=== The request ===
In the lines below, swap "mark a point" for "place a dot" everywhere it occurs, and leave everything else unchanged.

=== Information shown ===
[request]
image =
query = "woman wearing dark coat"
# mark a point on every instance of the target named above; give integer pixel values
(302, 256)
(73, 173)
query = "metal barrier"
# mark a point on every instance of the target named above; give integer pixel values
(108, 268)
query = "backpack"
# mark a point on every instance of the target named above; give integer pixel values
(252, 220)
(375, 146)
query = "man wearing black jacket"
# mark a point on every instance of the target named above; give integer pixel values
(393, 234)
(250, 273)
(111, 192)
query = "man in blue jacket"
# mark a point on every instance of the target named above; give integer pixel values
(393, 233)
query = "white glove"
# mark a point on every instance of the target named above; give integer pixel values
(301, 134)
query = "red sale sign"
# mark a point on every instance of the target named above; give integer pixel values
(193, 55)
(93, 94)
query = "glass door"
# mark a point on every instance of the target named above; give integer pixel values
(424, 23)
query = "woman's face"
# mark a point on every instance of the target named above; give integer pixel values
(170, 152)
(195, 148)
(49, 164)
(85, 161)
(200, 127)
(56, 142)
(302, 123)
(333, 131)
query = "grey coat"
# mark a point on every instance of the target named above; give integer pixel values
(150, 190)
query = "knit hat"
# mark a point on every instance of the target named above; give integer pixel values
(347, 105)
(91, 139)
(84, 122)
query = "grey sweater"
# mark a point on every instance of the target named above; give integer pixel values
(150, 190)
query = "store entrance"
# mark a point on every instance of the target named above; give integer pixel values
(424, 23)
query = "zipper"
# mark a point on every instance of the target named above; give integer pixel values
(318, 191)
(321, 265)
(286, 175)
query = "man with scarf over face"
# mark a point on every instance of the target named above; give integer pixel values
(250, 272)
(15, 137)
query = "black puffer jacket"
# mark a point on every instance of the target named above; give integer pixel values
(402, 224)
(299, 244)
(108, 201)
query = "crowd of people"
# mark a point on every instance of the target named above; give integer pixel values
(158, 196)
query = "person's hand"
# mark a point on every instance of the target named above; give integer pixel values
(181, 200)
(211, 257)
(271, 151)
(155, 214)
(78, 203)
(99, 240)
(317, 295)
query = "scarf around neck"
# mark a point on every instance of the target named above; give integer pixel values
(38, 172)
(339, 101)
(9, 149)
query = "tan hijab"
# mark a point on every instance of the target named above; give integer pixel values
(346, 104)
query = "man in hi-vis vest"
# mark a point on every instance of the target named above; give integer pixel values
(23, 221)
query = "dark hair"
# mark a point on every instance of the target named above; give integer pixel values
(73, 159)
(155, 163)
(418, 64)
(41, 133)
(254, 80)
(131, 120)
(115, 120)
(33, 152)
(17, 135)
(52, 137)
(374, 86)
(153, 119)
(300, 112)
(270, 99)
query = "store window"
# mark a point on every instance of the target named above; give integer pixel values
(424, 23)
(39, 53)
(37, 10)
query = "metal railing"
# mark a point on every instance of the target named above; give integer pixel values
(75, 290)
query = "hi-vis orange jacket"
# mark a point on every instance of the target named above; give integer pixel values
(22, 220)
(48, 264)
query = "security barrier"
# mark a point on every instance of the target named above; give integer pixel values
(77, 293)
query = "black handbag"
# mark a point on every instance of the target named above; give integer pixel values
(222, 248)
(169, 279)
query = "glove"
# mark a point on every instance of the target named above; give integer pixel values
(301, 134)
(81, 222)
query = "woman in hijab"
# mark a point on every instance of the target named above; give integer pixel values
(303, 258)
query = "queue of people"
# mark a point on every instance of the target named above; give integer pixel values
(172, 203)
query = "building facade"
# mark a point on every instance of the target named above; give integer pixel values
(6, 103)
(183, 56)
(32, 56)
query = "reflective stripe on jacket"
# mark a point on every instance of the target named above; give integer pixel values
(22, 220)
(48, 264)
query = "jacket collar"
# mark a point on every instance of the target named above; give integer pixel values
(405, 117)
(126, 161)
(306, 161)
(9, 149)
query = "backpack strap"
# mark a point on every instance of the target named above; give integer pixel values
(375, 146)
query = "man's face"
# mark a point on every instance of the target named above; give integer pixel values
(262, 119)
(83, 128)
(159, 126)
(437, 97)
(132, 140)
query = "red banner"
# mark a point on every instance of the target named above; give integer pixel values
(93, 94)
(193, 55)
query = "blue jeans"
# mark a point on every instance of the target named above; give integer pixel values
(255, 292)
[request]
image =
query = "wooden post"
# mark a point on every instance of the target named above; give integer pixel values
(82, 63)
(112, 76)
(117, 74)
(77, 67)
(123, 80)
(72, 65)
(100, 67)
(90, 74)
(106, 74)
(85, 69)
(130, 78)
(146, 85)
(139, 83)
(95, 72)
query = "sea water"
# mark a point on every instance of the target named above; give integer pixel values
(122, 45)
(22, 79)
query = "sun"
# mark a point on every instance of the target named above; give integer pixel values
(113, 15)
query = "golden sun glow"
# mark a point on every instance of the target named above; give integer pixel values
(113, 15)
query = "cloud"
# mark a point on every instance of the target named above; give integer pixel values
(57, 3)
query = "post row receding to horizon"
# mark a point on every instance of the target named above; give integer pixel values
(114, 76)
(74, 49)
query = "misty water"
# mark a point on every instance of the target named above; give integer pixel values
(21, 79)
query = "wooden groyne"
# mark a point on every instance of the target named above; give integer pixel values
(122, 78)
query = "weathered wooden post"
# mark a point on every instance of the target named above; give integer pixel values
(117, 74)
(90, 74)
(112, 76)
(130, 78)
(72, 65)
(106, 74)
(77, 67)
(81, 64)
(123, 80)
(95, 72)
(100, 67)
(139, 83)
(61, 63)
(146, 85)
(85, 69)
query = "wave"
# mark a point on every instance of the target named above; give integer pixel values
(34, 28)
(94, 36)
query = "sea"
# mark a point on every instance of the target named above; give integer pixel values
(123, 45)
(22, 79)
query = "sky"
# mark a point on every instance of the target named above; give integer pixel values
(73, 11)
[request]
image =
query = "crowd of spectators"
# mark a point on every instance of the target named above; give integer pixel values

=== Output for this exercise ===
[request]
image =
query = "woman wearing dark coat"
# place a dot on every instance of the target named above; give integer pixel values
(302, 256)
(73, 173)
query = "metal barrier"
# place a dot on every instance of the target named above; give integer pixel values
(108, 268)
query = "backpack"
# place a dot on every instance of the target named above; give integer pixel values
(252, 220)
(375, 146)
query = "man wearing black jacket"
# place a dot on every instance of the target named above; give integer pixel values
(393, 234)
(250, 273)
(111, 192)
query = "man in blue jacket"
# place a dot on every instance of the target named above; give integer pixel values
(393, 233)
query = "white glove"
# place a dot on every instance of the target named above; give integer pixel values
(301, 134)
query = "red sale sign"
# place a dot on every instance of the target named above; give integer pixel values
(193, 55)
(93, 94)
query = "glass door"
# place a dot on every instance of the target named above; give integer pixel values
(424, 23)
query = "woman's face"
# place a dot on every instance of the target named above; give integer pixel values
(170, 152)
(195, 148)
(49, 164)
(85, 161)
(200, 127)
(56, 142)
(302, 123)
(333, 131)
query = "grey coat"
# place a dot on every instance of the target named above; give integer pixel values
(150, 190)
query = "knit hat"
# place a dot on every instance of the target named above; give integer pixel values
(347, 105)
(91, 139)
(84, 122)
query = "grey sweater"
# place a dot on every instance of the target named above; give integer pixel values
(150, 190)
query = "store entrance"
# place a dot on every instance of the target named above; give integer pixel values
(424, 23)
query = "zipper"
# place a dot on every instance of the target named above; give integer pixel values
(318, 191)
(321, 265)
(286, 175)
query = "man with scarf over face"
# place a dot on every instance of the target named above; give integer pixel values
(250, 272)
(15, 137)
query = "black puffer jacket"
# place a dot on every instance of the target named above; give integer pixel values
(402, 224)
(299, 244)
(108, 201)
query = "crowd of people"
# place a dot on every instance of the target named above; give integer pixel values
(158, 196)
query = "person's hand"
# place a dot on every instance of the target named above; give integer pixel values
(181, 200)
(211, 257)
(271, 151)
(155, 214)
(78, 203)
(99, 240)
(317, 295)
query = "scarf around neck"
# place a dot on every instance of the target named above; give integer pixel values
(38, 172)
(339, 101)
(9, 149)
query = "tan hijab"
# place a dot on every instance of the target named above; give integer pixel values
(346, 104)
query = "man in hi-vis vest"
# place a dot on every instance of the target named above; give integer pixel values
(23, 221)
query = "dark hair"
# place a dot on every instance of the target named above; give integer pixel values
(73, 159)
(155, 163)
(418, 64)
(41, 133)
(254, 80)
(131, 120)
(115, 120)
(33, 152)
(17, 135)
(52, 137)
(374, 86)
(153, 119)
(300, 112)
(270, 99)
query = "store window"
# place a dot on every instance of the target named above; give integer pixel values
(424, 23)
(39, 53)
(37, 10)
query = "metal railing"
# place a dot on every instance of the target named above; give integer pixel values
(75, 290)
query = "hi-vis orange jacket"
# place a dot on every instance of the target named above; give integer pixel values
(22, 220)
(48, 264)
query = "security barrier"
# place a dot on every instance of the target named above; give integer pixel values
(77, 293)
query = "black handbag"
# place a dot on every instance of the target named above; give integer pixel values
(222, 248)
(169, 279)
query = "glove"
# place a dot on every instance of the target named above; give integer pixel values
(301, 134)
(81, 222)
query = "woman in hijab"
# place a dot on every instance of the target named above; give integer pixel values
(303, 258)
query = "queue of people"
# place a dot on every instance of the target named above; give integer pixel values
(172, 203)
query = "building facade"
# place a dot on every instance of the target named above; give integer pixel values
(6, 103)
(183, 56)
(32, 56)
query = "reflective stripe on jacket"
# place a dot on every instance of the target named above; give integer pixel values
(22, 220)
(48, 264)
query = "jacket collar"
# place a dot on every instance of the target named above; give integer pixel values
(405, 117)
(126, 161)
(306, 161)
(9, 149)
query = "backpack strap"
# place a dot on every instance of the target named above; give integer pixel values
(375, 146)
query = "man's face"
# place a dot on every instance of the target named above; give integer pixel values
(262, 119)
(83, 128)
(159, 126)
(437, 97)
(132, 140)
query = "red banner"
# place a dot on every instance of the target named above; give integer pixel values
(93, 94)
(193, 55)
query = "blue jeans"
# place a dot on every instance of the target named above; give integer pixel values
(255, 292)
[request]
image =
query = "wooden post"
# place a dot on every instance of the target named above; give integer pixel values
(82, 63)
(112, 76)
(117, 74)
(77, 67)
(123, 80)
(72, 65)
(100, 67)
(90, 74)
(106, 74)
(85, 69)
(130, 78)
(146, 85)
(139, 83)
(95, 72)
query = "sea water"
# place a dot on every instance of the target named above; give integer pixel values
(122, 45)
(22, 79)
query = "sun"
# place a dot on every instance of the target named above; give integer pixel values
(113, 15)
query = "golden sun glow"
# place a dot on every instance of the target named above; give integer pixel values
(113, 15)
query = "cloud"
# place a dot on every instance of the target named above; give integer pixel values
(57, 3)
query = "post row receding to horizon"
# place a dot on every instance of the target named above; give integer pixel values
(114, 76)
(74, 49)
query = "misty water"
# place a dot on every instance of the target named above; give integer pixel values
(21, 79)
query = "wooden groyne"
# place a dot on every instance of the target named above; give integer pixel values
(122, 78)
query = "weathered wooden post"
# place a dot on every instance of the target named above; give integer pixel values
(117, 74)
(90, 74)
(112, 76)
(130, 78)
(72, 65)
(106, 74)
(77, 67)
(81, 64)
(123, 80)
(95, 72)
(100, 67)
(139, 83)
(61, 63)
(146, 85)
(85, 69)
query = "wave"
# place a dot on every instance of the target named above; give integer pixel values
(34, 28)
(94, 36)
query = "sea"
# place a dot on every instance of the target named above; give integer pixel values
(123, 45)
(22, 79)
query = "sky"
# place a dot on every instance of the target named above; give integer pixel values
(73, 11)
[request]
image =
query = "crowd of spectators"
# place a dot on every instance of the target named above; give integer pixel values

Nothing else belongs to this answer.